PAGE 6. Recap and credits. As with the previous issues in this arc, Deadpool offers his annotations.

PAGES 7-8. Deadpool turns serious.

Deadpool decides that he really wanted to be in X-Force in order to rub shoulders with the greats, but recognises he’s not going to get in. Instead, he decides to ask Wolverine for a more realistic favour. Needless to say, dropping the schtick gets him a more sympathetic hearing. Wolverine is all about sincerity, after all, and responds much better to what he sees as a perfectly reasonable request for Krakoan drugs.

Kubert draws the Mansion not just as overrun with Krakoan foliage, but with what seem too be abandoned possessions left in the students’ rooms. This is a bit weird, since the X-Men hardly left in a hurry, and I wonder if there are crossed wires here. Also, shouldn’t these bedrooms have… well, beds?

PAGE 9. Data page. Deadpool promptly reverts to being stupid, but of course we’ll get this scene (more or less) later in the issue.

PAGES 10-11. Wolverine and Deadpool fight past X-Men robots.

Incredible Hulk #180 is, technically, Wolverine’s first appearance – albeit on a last page cameo.

The Wilhelm scream is a widely-used stock scream sound effect.

- _Task requirements_
1. Answer these from the comic annotations:
(a) What does Deadpool ask Wolverine for?
(b) Which issue is technically Wolverine's first appearance?
(c) What is the Wilhelm scream?
2. Please extract the part of the comic annotations that opens with the words containing "Incredible Hulk #180" and closes with "scream sound effect.".
The items that come after this text aren't needed for anything here.

- _Data excerpts_
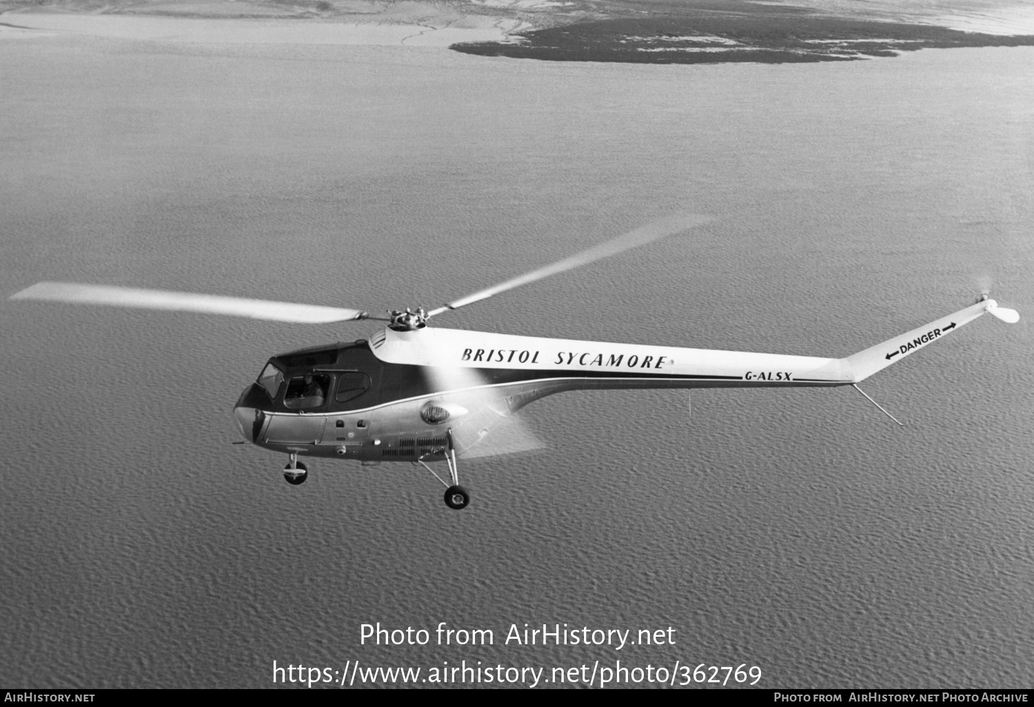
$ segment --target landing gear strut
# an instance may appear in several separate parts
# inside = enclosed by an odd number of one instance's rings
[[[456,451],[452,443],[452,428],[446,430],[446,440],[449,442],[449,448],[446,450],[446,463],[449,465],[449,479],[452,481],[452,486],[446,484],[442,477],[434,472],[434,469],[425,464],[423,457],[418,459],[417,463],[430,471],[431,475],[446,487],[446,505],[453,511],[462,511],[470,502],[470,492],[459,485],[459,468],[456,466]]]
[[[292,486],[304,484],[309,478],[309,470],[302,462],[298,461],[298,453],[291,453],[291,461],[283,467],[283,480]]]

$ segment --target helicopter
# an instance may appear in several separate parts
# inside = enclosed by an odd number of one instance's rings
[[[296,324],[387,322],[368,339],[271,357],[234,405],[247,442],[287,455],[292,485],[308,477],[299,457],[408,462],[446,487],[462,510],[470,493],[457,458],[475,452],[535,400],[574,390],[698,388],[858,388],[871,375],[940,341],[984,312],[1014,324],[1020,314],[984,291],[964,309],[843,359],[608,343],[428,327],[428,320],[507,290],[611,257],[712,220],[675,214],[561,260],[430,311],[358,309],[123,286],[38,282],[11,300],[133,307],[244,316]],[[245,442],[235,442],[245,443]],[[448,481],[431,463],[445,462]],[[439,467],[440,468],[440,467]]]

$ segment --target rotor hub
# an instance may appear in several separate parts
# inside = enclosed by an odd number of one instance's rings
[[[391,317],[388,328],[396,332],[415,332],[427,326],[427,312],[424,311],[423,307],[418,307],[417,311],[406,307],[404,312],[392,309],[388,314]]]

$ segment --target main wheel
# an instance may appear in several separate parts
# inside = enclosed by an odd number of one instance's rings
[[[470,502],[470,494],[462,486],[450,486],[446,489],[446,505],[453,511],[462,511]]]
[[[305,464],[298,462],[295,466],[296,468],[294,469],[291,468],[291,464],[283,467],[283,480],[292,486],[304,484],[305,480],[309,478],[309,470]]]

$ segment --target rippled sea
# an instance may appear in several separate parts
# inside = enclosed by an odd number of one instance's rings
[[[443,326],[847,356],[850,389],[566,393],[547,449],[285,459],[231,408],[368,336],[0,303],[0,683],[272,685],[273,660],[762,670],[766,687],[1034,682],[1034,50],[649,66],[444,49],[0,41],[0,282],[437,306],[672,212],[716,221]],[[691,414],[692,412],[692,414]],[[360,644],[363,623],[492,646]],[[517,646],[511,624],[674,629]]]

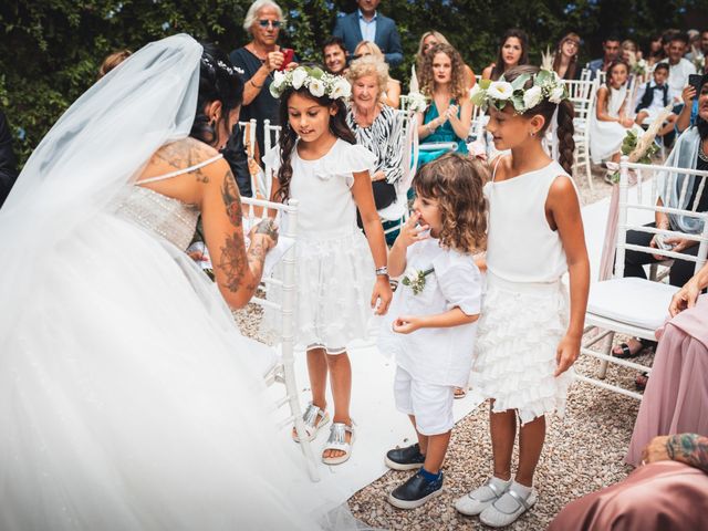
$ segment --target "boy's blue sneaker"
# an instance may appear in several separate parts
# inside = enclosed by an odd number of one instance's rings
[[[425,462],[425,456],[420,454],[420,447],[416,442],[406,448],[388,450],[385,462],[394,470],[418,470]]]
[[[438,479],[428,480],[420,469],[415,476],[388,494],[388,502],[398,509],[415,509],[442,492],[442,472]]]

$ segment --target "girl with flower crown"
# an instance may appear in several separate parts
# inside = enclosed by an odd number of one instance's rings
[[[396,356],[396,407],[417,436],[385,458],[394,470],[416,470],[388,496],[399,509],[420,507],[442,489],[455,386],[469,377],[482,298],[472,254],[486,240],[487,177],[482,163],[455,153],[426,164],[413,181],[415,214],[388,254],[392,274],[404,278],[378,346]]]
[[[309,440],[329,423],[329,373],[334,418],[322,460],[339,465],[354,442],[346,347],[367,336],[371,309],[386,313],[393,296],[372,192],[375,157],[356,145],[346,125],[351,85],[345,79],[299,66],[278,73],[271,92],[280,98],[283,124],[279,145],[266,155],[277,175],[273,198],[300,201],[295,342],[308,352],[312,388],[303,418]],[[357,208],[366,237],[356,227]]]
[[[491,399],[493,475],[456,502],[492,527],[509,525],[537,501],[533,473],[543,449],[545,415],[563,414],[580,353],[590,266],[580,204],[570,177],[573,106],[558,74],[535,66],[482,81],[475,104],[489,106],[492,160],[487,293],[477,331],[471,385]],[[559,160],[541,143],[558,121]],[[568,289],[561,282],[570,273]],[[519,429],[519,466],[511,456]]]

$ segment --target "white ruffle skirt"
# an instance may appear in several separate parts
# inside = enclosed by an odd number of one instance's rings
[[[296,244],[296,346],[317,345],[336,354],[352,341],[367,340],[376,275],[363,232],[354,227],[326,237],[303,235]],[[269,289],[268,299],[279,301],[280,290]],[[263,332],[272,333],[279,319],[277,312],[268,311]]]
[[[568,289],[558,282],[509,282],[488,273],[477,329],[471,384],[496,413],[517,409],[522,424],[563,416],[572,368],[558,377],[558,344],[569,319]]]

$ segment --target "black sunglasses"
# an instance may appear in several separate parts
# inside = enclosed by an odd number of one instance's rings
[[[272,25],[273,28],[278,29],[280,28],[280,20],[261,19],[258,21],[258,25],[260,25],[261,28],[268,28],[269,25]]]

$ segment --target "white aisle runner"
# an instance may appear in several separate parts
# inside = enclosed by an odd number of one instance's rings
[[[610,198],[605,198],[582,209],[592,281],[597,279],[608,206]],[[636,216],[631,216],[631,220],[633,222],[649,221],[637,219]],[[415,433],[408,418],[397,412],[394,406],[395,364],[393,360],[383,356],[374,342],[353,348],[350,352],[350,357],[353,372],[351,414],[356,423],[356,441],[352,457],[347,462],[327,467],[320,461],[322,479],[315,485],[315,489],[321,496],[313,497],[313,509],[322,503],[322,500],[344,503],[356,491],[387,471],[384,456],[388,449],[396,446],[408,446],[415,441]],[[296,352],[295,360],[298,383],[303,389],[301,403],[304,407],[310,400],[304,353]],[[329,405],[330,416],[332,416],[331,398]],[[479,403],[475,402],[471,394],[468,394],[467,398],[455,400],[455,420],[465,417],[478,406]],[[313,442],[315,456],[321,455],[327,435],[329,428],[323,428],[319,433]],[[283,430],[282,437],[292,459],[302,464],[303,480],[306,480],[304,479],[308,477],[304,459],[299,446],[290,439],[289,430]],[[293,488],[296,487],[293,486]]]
--
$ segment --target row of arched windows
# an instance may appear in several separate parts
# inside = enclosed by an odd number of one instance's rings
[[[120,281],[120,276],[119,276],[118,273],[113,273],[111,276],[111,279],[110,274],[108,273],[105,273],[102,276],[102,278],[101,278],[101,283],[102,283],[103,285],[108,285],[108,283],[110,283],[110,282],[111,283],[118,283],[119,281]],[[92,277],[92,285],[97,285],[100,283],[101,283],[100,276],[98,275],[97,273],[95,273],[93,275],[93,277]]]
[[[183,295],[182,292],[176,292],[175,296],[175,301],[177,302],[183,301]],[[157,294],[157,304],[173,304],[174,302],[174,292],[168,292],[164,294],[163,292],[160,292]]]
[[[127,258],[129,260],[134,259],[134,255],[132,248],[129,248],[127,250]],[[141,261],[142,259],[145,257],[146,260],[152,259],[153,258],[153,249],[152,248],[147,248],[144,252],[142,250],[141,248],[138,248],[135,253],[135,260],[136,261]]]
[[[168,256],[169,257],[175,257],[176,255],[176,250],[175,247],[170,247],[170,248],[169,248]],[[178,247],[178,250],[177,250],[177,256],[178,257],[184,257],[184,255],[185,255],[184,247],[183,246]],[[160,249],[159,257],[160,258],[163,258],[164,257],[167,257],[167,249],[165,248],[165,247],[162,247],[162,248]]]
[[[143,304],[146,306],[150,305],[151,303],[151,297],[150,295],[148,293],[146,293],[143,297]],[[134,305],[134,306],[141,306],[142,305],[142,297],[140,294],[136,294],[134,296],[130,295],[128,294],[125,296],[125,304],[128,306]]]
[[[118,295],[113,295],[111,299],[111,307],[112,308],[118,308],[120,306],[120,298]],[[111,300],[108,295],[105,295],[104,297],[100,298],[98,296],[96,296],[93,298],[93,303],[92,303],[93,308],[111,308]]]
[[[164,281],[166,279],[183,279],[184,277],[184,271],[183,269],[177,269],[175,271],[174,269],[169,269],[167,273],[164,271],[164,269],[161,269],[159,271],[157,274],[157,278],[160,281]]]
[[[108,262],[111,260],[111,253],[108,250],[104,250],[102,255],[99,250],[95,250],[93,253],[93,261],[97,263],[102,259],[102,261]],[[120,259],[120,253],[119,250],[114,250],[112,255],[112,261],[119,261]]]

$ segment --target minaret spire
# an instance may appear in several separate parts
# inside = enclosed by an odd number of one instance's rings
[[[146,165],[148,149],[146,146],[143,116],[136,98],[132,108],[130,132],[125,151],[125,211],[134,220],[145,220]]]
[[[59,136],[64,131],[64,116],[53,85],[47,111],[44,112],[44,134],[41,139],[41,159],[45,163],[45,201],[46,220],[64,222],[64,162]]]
--
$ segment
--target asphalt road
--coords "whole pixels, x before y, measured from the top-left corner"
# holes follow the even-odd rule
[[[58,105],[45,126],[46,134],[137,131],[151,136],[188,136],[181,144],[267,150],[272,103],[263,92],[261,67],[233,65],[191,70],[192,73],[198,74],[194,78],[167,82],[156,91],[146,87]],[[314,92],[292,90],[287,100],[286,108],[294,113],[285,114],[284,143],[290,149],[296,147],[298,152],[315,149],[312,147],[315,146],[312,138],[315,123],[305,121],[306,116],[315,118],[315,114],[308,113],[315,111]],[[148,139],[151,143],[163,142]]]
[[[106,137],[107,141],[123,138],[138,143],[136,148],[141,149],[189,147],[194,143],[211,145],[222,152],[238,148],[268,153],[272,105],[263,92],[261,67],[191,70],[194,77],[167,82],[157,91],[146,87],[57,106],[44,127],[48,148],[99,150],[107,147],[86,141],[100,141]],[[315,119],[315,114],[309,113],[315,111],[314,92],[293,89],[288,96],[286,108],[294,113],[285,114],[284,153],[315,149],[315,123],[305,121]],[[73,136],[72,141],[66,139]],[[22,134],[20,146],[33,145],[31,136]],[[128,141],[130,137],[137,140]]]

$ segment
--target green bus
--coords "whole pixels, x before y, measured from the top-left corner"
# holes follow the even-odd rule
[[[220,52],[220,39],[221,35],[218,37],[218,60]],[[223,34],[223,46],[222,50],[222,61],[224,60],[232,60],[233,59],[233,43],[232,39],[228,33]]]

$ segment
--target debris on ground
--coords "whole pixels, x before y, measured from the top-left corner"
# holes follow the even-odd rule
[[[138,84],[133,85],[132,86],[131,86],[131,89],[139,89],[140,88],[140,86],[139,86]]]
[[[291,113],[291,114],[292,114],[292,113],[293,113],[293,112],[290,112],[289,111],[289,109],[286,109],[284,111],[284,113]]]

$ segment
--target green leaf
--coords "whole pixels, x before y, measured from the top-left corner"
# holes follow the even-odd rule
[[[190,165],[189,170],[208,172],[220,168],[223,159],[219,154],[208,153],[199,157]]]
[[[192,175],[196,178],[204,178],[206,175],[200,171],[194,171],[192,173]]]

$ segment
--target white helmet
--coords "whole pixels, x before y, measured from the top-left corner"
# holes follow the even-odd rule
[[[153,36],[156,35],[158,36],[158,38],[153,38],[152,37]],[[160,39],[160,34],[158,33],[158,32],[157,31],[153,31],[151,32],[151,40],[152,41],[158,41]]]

- _Solution set_
1.
(a) Krakoan drugs.
(b) Incredible Hulk #180.
(c) A widely-used stock scream sound effect.

2.
Incredible Hulk #180 is, technically, Wolverine’s first appearance – albeit on a last page cameo.

The Wilhelm scream is a widely-used stock scream sound effect.